— What is required —
After finding the line containing "# put one pin on each instance of the light-colored" below, please output that line and each following one through the line containing "# put one pin on each instance of the horizontal", exactly as written.

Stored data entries
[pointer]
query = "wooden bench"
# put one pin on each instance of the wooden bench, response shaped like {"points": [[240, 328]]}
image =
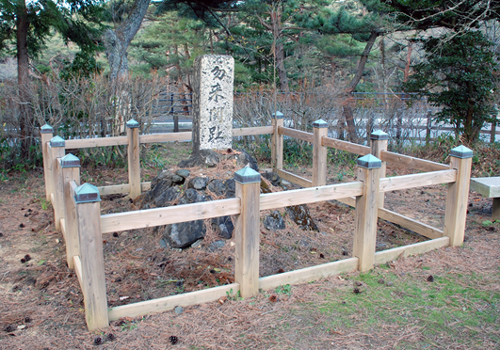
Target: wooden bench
{"points": [[488, 187]]}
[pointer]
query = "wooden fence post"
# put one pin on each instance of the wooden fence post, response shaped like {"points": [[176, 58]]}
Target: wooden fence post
{"points": [[247, 232], [365, 234], [379, 141], [277, 142], [88, 214], [320, 153], [46, 133], [70, 166], [56, 150], [458, 194], [134, 160]]}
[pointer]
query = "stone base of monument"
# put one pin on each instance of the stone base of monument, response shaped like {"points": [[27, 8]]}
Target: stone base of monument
{"points": [[191, 184]]}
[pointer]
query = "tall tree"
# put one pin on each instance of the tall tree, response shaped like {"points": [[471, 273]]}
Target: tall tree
{"points": [[27, 26]]}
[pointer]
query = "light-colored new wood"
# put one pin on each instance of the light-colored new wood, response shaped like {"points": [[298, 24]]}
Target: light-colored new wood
{"points": [[277, 145], [410, 224], [57, 181], [247, 239], [285, 175], [45, 138], [53, 154], [113, 189], [309, 274], [365, 231], [123, 188], [168, 303], [417, 180], [159, 138], [77, 263], [413, 249], [320, 153], [258, 130], [71, 179], [411, 162], [345, 146], [134, 162], [97, 142], [171, 215], [457, 201], [296, 134], [91, 255], [310, 195], [377, 147]]}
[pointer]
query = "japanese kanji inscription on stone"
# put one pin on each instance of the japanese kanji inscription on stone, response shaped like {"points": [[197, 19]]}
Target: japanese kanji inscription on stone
{"points": [[213, 102]]}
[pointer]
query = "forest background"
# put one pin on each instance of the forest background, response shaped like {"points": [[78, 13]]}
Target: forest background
{"points": [[85, 67]]}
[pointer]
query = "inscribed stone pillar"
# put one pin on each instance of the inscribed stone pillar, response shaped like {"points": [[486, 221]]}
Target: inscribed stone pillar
{"points": [[213, 102]]}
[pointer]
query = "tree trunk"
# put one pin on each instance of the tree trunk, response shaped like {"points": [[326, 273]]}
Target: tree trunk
{"points": [[349, 101], [25, 122]]}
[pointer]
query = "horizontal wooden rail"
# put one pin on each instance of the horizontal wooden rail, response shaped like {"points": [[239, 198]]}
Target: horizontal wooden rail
{"points": [[345, 146], [417, 180], [77, 263], [97, 142], [310, 195], [258, 130], [308, 274], [412, 249], [168, 303], [164, 216], [297, 134], [416, 163], [410, 224], [165, 137], [122, 188], [288, 176]]}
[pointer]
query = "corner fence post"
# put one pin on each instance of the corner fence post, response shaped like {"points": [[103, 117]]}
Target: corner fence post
{"points": [[88, 214], [277, 142], [70, 166], [319, 153], [57, 150], [46, 133], [134, 161], [247, 232], [458, 195], [378, 144], [365, 234]]}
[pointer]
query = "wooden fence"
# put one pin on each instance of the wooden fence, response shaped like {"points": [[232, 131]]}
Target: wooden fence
{"points": [[77, 211]]}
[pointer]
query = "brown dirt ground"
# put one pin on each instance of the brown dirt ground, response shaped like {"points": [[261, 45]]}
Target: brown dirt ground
{"points": [[43, 299]]}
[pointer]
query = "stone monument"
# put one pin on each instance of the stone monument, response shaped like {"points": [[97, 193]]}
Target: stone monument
{"points": [[213, 103]]}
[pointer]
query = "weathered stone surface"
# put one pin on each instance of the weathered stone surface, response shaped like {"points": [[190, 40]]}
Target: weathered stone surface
{"points": [[165, 198], [217, 186], [192, 196], [183, 173], [301, 216], [198, 183], [213, 102], [223, 226], [205, 157], [274, 221], [182, 235]]}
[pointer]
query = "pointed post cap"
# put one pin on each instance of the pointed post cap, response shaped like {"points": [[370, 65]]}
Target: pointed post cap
{"points": [[87, 193], [278, 115], [379, 135], [132, 124], [461, 152], [57, 141], [369, 162], [320, 123], [46, 129], [247, 176], [70, 161]]}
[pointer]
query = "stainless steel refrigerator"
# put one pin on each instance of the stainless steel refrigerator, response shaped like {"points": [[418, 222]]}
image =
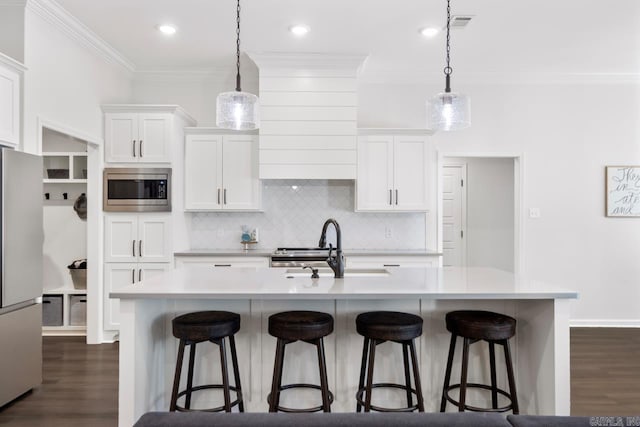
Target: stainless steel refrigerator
{"points": [[21, 273]]}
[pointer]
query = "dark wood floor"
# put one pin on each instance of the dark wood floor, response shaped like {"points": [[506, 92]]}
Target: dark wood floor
{"points": [[80, 385]]}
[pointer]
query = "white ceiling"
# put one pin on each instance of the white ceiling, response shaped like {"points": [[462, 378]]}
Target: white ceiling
{"points": [[549, 37]]}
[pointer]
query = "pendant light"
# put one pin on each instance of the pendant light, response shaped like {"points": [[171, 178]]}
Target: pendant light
{"points": [[448, 110], [237, 110]]}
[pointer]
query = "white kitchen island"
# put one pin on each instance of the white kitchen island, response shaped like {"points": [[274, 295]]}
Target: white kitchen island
{"points": [[148, 349]]}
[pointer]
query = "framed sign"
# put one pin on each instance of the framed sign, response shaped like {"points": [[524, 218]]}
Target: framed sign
{"points": [[623, 191]]}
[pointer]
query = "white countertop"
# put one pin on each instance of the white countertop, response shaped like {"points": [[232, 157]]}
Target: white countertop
{"points": [[400, 283], [268, 252]]}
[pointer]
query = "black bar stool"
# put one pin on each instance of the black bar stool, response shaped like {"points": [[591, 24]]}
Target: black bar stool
{"points": [[474, 326], [213, 326], [377, 327], [307, 326]]}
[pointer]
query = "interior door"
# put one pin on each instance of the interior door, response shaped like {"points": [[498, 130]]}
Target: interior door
{"points": [[454, 215]]}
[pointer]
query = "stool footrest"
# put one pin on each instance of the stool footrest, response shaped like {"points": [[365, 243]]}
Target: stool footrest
{"points": [[476, 408], [208, 387], [360, 400], [296, 410]]}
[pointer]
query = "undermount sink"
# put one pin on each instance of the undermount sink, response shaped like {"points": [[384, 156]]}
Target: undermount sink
{"points": [[348, 272]]}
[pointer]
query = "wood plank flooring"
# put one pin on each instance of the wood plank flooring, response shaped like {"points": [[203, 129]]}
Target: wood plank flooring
{"points": [[80, 385]]}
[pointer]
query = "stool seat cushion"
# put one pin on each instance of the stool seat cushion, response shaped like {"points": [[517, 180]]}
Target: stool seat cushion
{"points": [[205, 325], [300, 325], [481, 325], [389, 325]]}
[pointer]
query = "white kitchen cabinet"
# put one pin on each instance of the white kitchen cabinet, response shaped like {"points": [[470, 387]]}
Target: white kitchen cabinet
{"points": [[138, 137], [11, 73], [222, 262], [392, 261], [137, 238], [118, 275], [392, 173], [221, 173]]}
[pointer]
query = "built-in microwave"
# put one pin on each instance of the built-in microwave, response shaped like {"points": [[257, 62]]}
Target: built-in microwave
{"points": [[137, 190]]}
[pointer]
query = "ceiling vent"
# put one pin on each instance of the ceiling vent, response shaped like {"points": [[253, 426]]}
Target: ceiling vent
{"points": [[460, 21]]}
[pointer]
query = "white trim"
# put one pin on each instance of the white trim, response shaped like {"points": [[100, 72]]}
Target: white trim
{"points": [[60, 18], [605, 323], [518, 226], [150, 108]]}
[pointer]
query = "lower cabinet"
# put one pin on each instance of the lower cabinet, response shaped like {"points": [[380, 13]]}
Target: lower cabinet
{"points": [[118, 275]]}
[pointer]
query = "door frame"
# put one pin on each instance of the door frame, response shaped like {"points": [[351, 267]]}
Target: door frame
{"points": [[94, 220], [518, 199], [463, 219]]}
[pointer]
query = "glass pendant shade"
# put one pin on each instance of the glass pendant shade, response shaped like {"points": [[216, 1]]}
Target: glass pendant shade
{"points": [[448, 111], [237, 111]]}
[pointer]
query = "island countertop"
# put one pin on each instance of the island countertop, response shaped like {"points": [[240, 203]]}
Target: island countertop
{"points": [[293, 284]]}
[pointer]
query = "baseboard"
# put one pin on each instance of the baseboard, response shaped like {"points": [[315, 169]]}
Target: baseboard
{"points": [[602, 323]]}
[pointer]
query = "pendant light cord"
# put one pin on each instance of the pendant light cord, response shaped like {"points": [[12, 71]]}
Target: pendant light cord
{"points": [[447, 70], [238, 48]]}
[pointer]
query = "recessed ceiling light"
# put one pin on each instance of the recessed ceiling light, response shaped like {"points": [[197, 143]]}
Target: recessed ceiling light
{"points": [[167, 29], [299, 30], [430, 31]]}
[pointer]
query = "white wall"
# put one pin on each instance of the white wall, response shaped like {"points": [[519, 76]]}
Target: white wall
{"points": [[66, 82], [567, 133], [490, 211]]}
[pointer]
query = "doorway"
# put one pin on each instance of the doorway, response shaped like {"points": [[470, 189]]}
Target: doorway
{"points": [[479, 211]]}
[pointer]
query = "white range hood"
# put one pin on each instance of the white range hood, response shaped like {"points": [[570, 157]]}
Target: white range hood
{"points": [[308, 109]]}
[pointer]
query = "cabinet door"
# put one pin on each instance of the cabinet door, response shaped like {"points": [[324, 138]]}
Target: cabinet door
{"points": [[410, 156], [121, 133], [203, 172], [241, 186], [121, 238], [374, 187], [154, 239], [116, 276], [9, 106], [154, 132]]}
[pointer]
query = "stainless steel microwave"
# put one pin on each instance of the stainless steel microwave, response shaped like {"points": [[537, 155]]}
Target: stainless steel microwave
{"points": [[137, 190]]}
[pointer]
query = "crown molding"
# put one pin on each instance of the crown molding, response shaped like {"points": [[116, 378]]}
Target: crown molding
{"points": [[57, 16], [151, 108]]}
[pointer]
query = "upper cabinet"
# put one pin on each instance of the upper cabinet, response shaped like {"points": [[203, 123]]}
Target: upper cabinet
{"points": [[142, 133], [10, 96], [393, 173], [221, 172]]}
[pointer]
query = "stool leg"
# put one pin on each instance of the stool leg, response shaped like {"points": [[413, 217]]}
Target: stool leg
{"points": [[407, 375], [324, 387], [236, 372], [512, 381], [276, 381], [463, 375], [225, 375], [416, 377], [192, 358], [363, 367], [494, 386], [176, 377], [447, 374], [369, 389]]}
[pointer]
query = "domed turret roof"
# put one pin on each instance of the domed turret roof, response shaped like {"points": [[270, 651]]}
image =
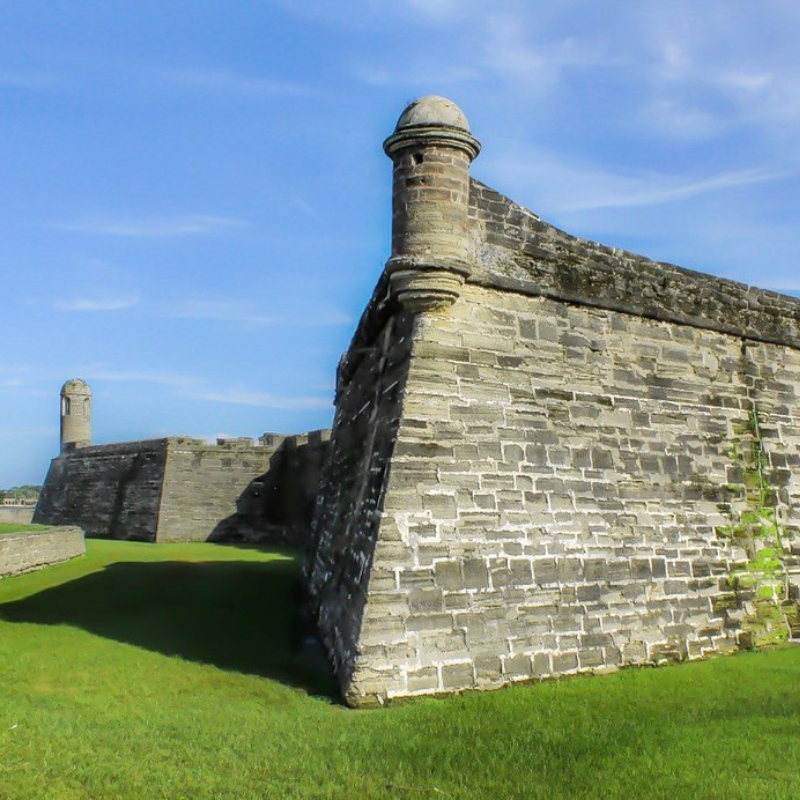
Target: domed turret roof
{"points": [[75, 385], [433, 110]]}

— Answer to the exercise —
# put one pin on each instance of the light-colored new wood, response shaped like {"points": [[298, 24]]}
Target: light-colored new wood
{"points": [[277, 145], [410, 224], [57, 181], [247, 239], [285, 175], [45, 138], [53, 154], [113, 189], [309, 274], [365, 231], [123, 188], [168, 303], [417, 180], [159, 138], [77, 263], [413, 249], [320, 153], [258, 130], [71, 179], [411, 162], [345, 146], [134, 162], [97, 142], [171, 215], [457, 201], [296, 134], [91, 255], [310, 195], [377, 147]]}
[pointer]
query = "japanese kanji inscription on stone"
# put one pin on each instance of the japanese kanji inscription on stone, response shaped like {"points": [[197, 19]]}
Target: japanese kanji inscription on stone
{"points": [[213, 102]]}
[pointer]
query = "forest background"
# put one pin on each instance of the forest background, response shaped like {"points": [[78, 13]]}
Target: forest background
{"points": [[85, 67]]}
[pointer]
query = "inscribed stone pillar"
# put one pin on each instance of the inscribed stone pillar, response shaped like {"points": [[486, 221]]}
Target: inscribed stone pillar
{"points": [[213, 102]]}
[pointer]
query = "tree trunk"
# put one pin on each instance of the tree trunk, response shaped like {"points": [[326, 273]]}
Target: tree trunk
{"points": [[349, 101], [25, 122]]}
[pointer]
query = "horizontal wooden rail"
# put one pin on each instance of the horizontal wooden rail, response shaped like {"points": [[239, 198]]}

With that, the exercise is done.